Given task A
How many lines in the records contain the string "standing", counting only exact case matches? Reply with the number alone.

Text block
-----

Searching Events

This guide covers how to search and retrieve audit trail events using various filters and pagination.

note

Events are always returned from newest to oldest. Search progresses backward in time from end_event_time to start_event_time. The first page contains the newest events, and the last page contains the oldest events.

Default Time Range

When start_event_time or end_event_time are not specified, default values are applied:

start_event_time: July 1st, 2025 at 00:00:00 UTC
end_event_time: Current time (now)

For example, event_client.search_events() with no filter is equivalent to:

event_client.search_events(
    filter_=SearchEventsRequestFilter(
        start_event_time=datetime(2025, 7, 1, 0, 0, 0, tzinfo=timezone.utc),
        end_event_time=datetime.now(timezone.utc)
    )
)

Basic search

Simple search

The following example demonstrates a basic event search:

import h2o_audit_trail
from h2o_audit_trail.event.search import SearchEventsRequestFilter
from datetime import datetime, timezone

# Initialize client
clients = h2o_audit_trail.login()
event_client = clients.event_client

# Search with basic filter
response = event_client.search_events(
    filter_=SearchEventsRequestFilter(
        principal_exact="users/john.doe"
    ),
    page_size=50
)

print(f"Found {len(response.events)} events")
for event in response.events:
    print(f"{event.event_time}: {event.action}")

Time-based search

You can filter events by time ranges:

from datetime import datetime, timezone, timedelta

# Search events from the last 24 hours
start_time = datetime.now(timezone.utc) - timedelta(days=1)
end_time = datetime.now(timezone.utc)

response = event_client.search_events(
    filter_=SearchEventsRequestFilter(
        start_event_time=start_time,
        end_event_time=end_time
    ),
    page_size=100
)

-----

Data records
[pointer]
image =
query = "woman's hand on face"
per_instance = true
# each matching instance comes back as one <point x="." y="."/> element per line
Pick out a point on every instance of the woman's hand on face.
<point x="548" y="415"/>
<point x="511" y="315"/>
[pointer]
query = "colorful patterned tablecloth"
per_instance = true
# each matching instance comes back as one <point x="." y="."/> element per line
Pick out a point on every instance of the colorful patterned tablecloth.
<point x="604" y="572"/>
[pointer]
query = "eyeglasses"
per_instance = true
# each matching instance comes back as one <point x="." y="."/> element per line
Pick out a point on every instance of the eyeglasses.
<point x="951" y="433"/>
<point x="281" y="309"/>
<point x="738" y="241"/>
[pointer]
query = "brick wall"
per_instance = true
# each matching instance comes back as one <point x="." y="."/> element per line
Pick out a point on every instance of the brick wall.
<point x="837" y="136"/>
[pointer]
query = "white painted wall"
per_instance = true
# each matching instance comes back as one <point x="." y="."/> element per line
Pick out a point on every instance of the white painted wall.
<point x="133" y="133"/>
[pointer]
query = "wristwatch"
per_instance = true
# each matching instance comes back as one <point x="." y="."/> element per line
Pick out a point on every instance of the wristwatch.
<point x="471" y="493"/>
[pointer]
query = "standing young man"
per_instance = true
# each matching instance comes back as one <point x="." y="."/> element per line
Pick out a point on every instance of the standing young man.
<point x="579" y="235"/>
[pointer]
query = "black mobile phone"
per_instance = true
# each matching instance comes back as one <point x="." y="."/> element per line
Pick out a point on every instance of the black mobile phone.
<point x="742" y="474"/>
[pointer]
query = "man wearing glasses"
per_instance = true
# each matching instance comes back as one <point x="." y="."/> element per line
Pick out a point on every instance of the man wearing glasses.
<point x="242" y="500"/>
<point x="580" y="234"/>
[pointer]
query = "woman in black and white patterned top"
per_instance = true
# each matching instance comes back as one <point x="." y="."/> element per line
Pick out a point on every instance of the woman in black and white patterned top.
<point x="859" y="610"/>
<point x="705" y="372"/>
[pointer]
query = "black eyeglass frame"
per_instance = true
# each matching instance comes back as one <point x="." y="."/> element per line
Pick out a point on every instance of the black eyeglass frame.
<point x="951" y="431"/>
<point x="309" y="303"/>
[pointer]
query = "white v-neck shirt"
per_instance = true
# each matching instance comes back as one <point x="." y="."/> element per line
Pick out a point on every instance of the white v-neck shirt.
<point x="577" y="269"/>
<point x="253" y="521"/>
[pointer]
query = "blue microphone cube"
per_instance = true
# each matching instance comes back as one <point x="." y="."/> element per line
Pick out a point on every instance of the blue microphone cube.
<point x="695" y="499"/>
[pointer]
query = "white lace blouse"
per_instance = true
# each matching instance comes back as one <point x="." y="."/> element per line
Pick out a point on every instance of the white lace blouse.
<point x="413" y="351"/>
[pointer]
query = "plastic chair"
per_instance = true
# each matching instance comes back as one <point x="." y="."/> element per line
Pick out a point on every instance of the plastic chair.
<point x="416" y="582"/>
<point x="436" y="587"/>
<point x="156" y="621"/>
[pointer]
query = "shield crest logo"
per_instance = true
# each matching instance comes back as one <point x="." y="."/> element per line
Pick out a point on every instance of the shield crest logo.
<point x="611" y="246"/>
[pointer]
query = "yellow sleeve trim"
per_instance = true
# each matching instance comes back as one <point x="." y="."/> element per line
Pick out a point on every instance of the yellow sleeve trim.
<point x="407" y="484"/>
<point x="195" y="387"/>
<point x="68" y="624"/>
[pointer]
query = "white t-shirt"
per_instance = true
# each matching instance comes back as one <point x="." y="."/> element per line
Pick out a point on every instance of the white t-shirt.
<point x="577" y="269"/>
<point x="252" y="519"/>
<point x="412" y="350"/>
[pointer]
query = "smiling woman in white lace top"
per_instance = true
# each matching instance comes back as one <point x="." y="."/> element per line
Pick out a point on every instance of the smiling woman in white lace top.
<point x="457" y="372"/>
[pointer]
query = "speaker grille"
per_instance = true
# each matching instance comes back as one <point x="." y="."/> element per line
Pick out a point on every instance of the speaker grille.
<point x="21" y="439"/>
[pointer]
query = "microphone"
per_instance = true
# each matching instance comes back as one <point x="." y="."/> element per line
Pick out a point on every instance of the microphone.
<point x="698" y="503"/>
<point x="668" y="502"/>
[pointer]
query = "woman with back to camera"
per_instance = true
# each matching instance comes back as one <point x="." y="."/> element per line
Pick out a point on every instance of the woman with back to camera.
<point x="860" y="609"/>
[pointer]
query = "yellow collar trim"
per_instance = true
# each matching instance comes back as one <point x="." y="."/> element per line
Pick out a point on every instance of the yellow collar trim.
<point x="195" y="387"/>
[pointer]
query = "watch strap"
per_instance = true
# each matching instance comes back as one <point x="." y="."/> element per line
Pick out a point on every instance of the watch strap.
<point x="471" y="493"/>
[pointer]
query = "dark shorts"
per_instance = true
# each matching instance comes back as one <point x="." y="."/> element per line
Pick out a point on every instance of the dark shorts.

-----

Given task B
Could you reproduce, word for word, the passage of the event search guide that opens with the words "Events are always" and closes with "Current time (now)"?

Complete answer A
2

Complete answer B
Events are always returned from newest to oldest. Search progresses backward in time from end_event_time to start_event_time. The first page contains the newest events, and the last page contains the oldest events.

Default Time Range

When start_event_time or end_event_time are not specified, default values are applied:

start_event_time: July 1st, 2025 at 00:00:00 UTC
end_event_time: Current time (now)